▶ [Problems to solve]
• 1. Decide whether each statement agrees with the piano lessons text: (a) The lessons were held on Thursday afternoons at lunch break. (b) Every pupil learned to play "Three Blind Mice" in perfect unison. (c) The narrator dreamed about piano keys at home. Answer yes or no for each and quote the words that decide it.
• 2. Write the next part of the childhood piano lessons recollection, picking up after its final sentence.

Isn't it strange how most people remember their piano teacher more vividly than how much they actually achieved during their lessons. I remember Mr Mozart, sorry I mean Mr Hamlet, trying in vain to teach us some sense of the written form of music first before showing us where those notes were on the instrument in question. But we were far too young to be patient enough for that. We wanted to get our slimy little fingers on those beckoning keys. We wanted to bash away and make some noise. We didn't care what all those silly dots on lines meant. The piano was a big toy and we wanted to play with it. And I think somewhere deep down inside, Mr Hamlet knew there was no hope for any of us who showed up every Thursday afternoon at lunch break to learn piano. But to his credit, he persevered with the determination of a great composer and finally managed to put into our simple minds an easy and quite satisfactory Three Blind Mice', which, to our credit, two of us could play in delayed unison. It was no symphony but we were all terribly proud of ourselves.
Mr Hamlet said we were wonderful and I soon found myself dreaming about the piano keys at home in my bed. My fingers would involuntarily move in the air as I tried to drift off to sleep. Fluttery black notes with funny little wings would fly around me in my dreams and the piano keys, millions and millions of them in unending rows like a giant staircase drifted off and away into the distance as I jumped on the black ones, the white ones, the black ones again, until the music was all I could hear. It was like delirium.
Yes, I was hooked, and I finally understood why Mr Hamlet's hair was like that.

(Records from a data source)

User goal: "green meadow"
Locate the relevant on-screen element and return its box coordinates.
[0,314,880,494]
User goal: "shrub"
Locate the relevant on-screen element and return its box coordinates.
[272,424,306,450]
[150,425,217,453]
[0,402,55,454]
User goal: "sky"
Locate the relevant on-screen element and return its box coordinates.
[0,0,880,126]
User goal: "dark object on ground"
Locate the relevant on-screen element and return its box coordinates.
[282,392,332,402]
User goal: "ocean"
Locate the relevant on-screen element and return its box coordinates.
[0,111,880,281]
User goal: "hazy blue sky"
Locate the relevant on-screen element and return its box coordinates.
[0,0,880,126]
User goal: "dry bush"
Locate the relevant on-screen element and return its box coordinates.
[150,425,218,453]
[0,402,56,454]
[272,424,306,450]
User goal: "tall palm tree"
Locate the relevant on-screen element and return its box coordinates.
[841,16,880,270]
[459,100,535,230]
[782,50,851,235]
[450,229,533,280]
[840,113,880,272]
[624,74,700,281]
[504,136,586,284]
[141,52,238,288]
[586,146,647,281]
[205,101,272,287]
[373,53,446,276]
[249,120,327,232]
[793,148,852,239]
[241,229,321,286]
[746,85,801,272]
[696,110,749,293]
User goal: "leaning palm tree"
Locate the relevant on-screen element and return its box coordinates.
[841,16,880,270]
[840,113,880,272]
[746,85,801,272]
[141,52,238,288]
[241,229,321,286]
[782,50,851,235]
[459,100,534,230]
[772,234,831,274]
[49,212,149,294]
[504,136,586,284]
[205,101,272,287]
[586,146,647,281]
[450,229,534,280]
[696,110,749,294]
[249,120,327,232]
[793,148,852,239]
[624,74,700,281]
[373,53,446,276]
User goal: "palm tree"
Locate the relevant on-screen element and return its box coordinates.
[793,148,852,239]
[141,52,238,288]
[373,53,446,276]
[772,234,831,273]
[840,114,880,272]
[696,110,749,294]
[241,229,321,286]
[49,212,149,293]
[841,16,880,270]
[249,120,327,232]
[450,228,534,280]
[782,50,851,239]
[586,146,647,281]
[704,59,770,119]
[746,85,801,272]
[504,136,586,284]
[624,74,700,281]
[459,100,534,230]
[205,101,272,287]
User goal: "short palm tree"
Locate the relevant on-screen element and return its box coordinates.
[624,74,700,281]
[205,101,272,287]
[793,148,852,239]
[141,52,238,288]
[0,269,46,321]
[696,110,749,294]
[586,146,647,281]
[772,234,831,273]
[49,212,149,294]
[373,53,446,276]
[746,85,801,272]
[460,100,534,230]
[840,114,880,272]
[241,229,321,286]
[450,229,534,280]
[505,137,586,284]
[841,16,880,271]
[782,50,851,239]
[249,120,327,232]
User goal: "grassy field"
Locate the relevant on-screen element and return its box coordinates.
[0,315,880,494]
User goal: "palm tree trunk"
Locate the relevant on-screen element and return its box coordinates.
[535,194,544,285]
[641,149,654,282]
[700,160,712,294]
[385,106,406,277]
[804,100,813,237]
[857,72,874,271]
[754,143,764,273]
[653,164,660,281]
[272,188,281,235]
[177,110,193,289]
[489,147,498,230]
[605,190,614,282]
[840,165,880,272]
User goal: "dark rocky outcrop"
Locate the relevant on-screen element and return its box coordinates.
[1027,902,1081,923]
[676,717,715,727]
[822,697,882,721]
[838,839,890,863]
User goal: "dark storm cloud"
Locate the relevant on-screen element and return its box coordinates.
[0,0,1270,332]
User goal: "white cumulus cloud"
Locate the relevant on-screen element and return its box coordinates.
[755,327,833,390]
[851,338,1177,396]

▶ [Activity answers]
• 1.
(a) Yes: "showed up every Thursday afternoon at lunch break to learn piano"
(b) No: "two of us could play in delayed unison"
(c) Yes: "I soon found myself dreaming about the piano keys at home in my bed"

• 2.
It wasn't long before we could all play a decidedly slower version of Home On The Range', which our Head Teacher found so delightful, he decided we should perform in the school Christmas Show, much to our horror and dismay. Well that was enough to make Thursday lessons turn into Wednesday, Thursday, Friday lessons. "Practice makes perfect," said our music teacher. Yeah and public humiliation makes for years of therapy, man. But Mr Hamlet, with his enthusiasm and good cheer, led us all out onto the stage two weeks before Christmas and to our parent's utter amazement, we delivered a simple children's tune which to us sounded like a complicated overture.
I wish the video camera had been invented then. I would have loved to see that performance in replay. My kids would probably fracture a rib or two making fun of me as they rolled around on the floor in tears of laughter. But you should have seen us, in our black bow ties, with our hair greased back, our fingers poised, our expressions as serious as a brain surgeon's. We were little Mozarts, who never really learned how to play the piano, but had a great time trying.